[ARBEITSANWEISUNGEN]:
**a.** Beantworte anhand des Berichts über den Prozessbeginn diese Fragen:
(i) Wie heißt der getötete Mannheimer Polizist?
(ii) Wie alt ist der Angeklagte?
(iii) Womit bedeckte der Angeklagte sein Gesicht?
**b.** Gib den Abschnitt aus dem Bericht über den Prozessbeginn wortgetreu wieder, beginnend bei „Unter großem Medieninteresse“ und endend bei „Verteidiger zu Prozessbeginn.“.

[TEXTAUSZUG]:
===

HomeNachrichtTödlicher Messerangriff auf Polizist in Mannheim: Prozessbeginn

Tödlicher Messerangriff auf Polizist in Mannheim: Prozessbeginn

In Stuttgart-Stammheim hat der Prozess gegen Sulaiman A. begonnen. Ihm wird Mord am Mannheimer Polizisten Rouven Laur sowie fünffach versuchter Mord vorgeworfen.

Unter großem Medieninteresse hat der Prozess zum tödlichen Messerangriff auf dem Mannheimer Marktplatz am Oberlandesgericht (OLG) in Stuttgart-Stammheim begonnen. Die Sicherheitsvorkehrungen waren streng. Der angeklagte 26-jährige Sulaiman A. wurde am Morgen in Handschellen in den streng gesicherten Sitzungssaal 1 gebracht. Sein Gesicht bedeckte er mit einer roten Mappe aus Papier. Er verfolgte den Prozessauftakt nahezu regungslos. Der Angeklagte beantwortete auf Deutsch wenige Fragen zu seiner Person kurz und prägnant. Zu den Tatvorwürfen werde er sich nicht äußern, so seine Verteidiger zu Prozessbeginn.

===

[GESAMMELTE DATEN]:
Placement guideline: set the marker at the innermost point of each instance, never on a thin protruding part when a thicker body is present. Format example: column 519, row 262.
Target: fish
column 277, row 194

===

[LÖSUNGEN]:
**a.**
(i) Rouven Laur
(ii) 26 Jahre
(iii) Mit einer roten Mappe aus Papier

**b.**
Unter großem Medieninteresse hat der Prozess zum tödlichen Messerangriff auf dem Mannheimer Marktplatz am Oberlandesgericht (OLG) in Stuttgart-Stammheim begonnen. Die Sicherheitsvorkehrungen waren streng. Der angeklagte 26-jährige Sulaiman A. wurde am Morgen in Handschellen in den streng gesicherten Sitzungssaal 1 gebracht. Sein Gesicht bedeckte er mit einer roten Mappe aus Papier. Er verfolgte den Prozessauftakt nahezu regungslos. Der Angeklagte beantwortete auf Deutsch wenige Fragen zu seiner Person kurz und prägnant. Zu den Tatvorwürfen werde er sich nicht äußern, so seine Verteidiger zu Prozessbeginn.